Required work:
1. In the text titled "Denial," at what age does the narrator say the depression question becomes routine during a standard medical checkup?
2. List every health concern the narrator brings up with the doctor in the text titled "Denial."
3. Go on with the piece about skipping any mention of depression at the doctor's visit, starting right after its last sentence.

Denial
When you reach 65, I guess the depression question becomes routine during a standard medical checkup.
“Do you often feel down, depressed, hopeless or worthless?”
“Yes”
“Do you have thoughts of suicide?”
“Yes.”
Alright thank you. The doctor will see you soon.
And then, of course, the doctor doesn’t bring it up again and I certainly don’t either, because I’m embarrassed to admit to being depressed and especially to contemplating suicide.
“So what can I do for you today?” he asks.
And I tell him I am concerned about my blood pressure and a bruise on my leg and acid reflux and plantar fasciitis and he doesn’t inquire about depression and I don’t bring it up… don’t ask don’t tell…and so on the way home I am thinking why do I bother to go to the doctor if I don’t tell him what’s wrong and then I realize he would just refer me to a counselor and I hate counselors so I will just endure the pain.

Records supplied:
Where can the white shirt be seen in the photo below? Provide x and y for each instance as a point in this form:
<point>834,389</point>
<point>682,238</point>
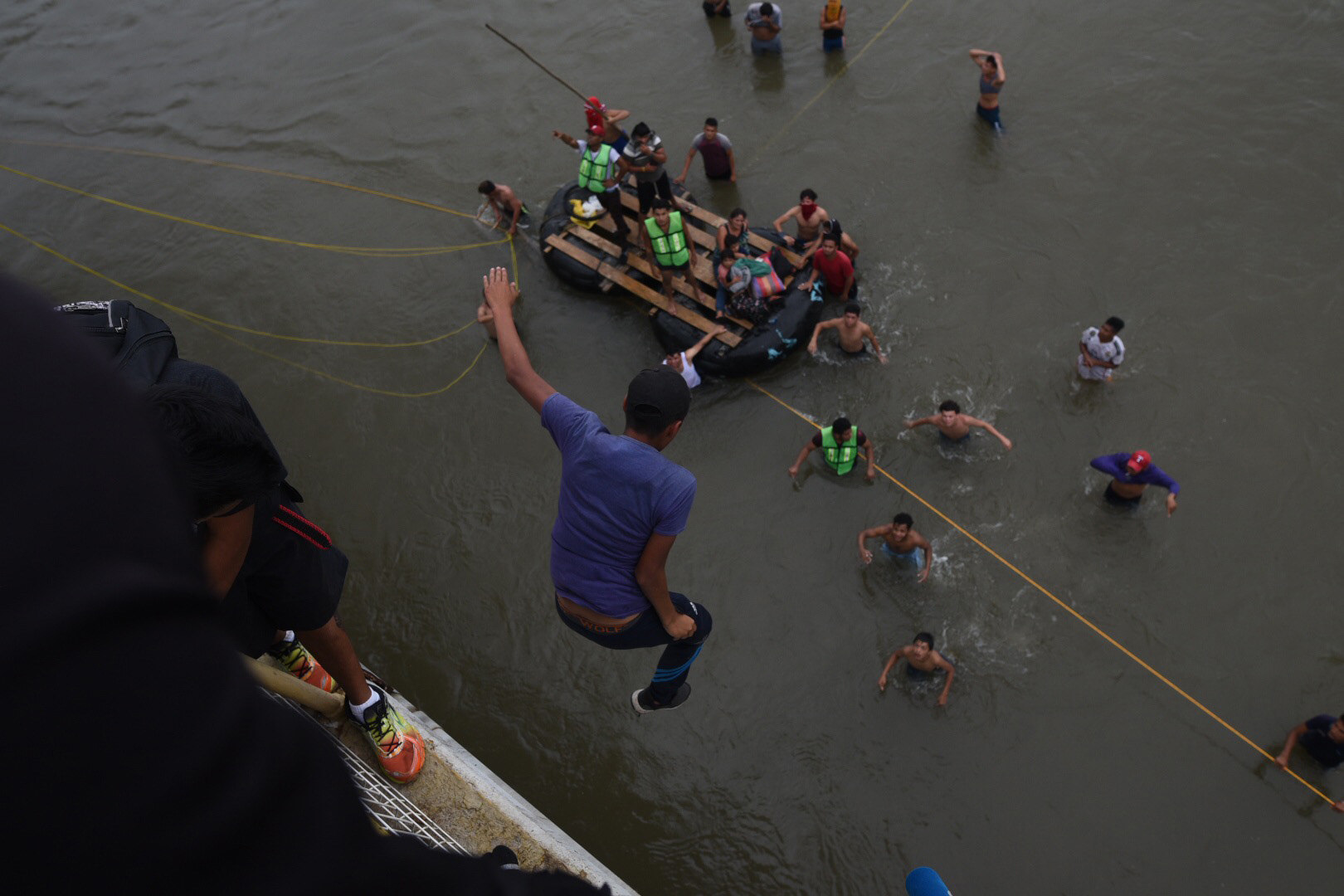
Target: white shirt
<point>689,373</point>
<point>1099,351</point>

Responses by item number:
1. 65

2. Blood pressure, a bruise on the leg, acid reflux, and plantar fasciitis.

3.
Depression catches me in a weak moment when I’m thinking of how much I miss my children and grandchildren, regrets from the past and not much hope for the future. It’s cold steely fist grabs a piece of my gut and I have to quickly find a place to cry and get over it. But a few times I have been caught, so I have to explain it’s clinical depression and yes I know how to deal with it and no I don’t need help. I know what to do. And of course that takes a great burden away from anyone thinking they might have to do something and it is real pathetic for an old man to cry. Who wants to see anyone cry or hear their sad stories? It is beyond pathetic and weak. So please just forget about it. It will go away. It always does.
I know it’s coming from inside my brain, but it feels like an outside surprise attack.
Of course, there is no one to talk to and if there were, I wouldn’t. Complaining is such a seriously pathetic stupid thing to do and it can really ruin a friendship. Not that I have a friend, but if I did…
But I’m better now and so please don’t bring it up any more. I am seriously better, no longer feeling sorry for myself. Let’s talk about sports.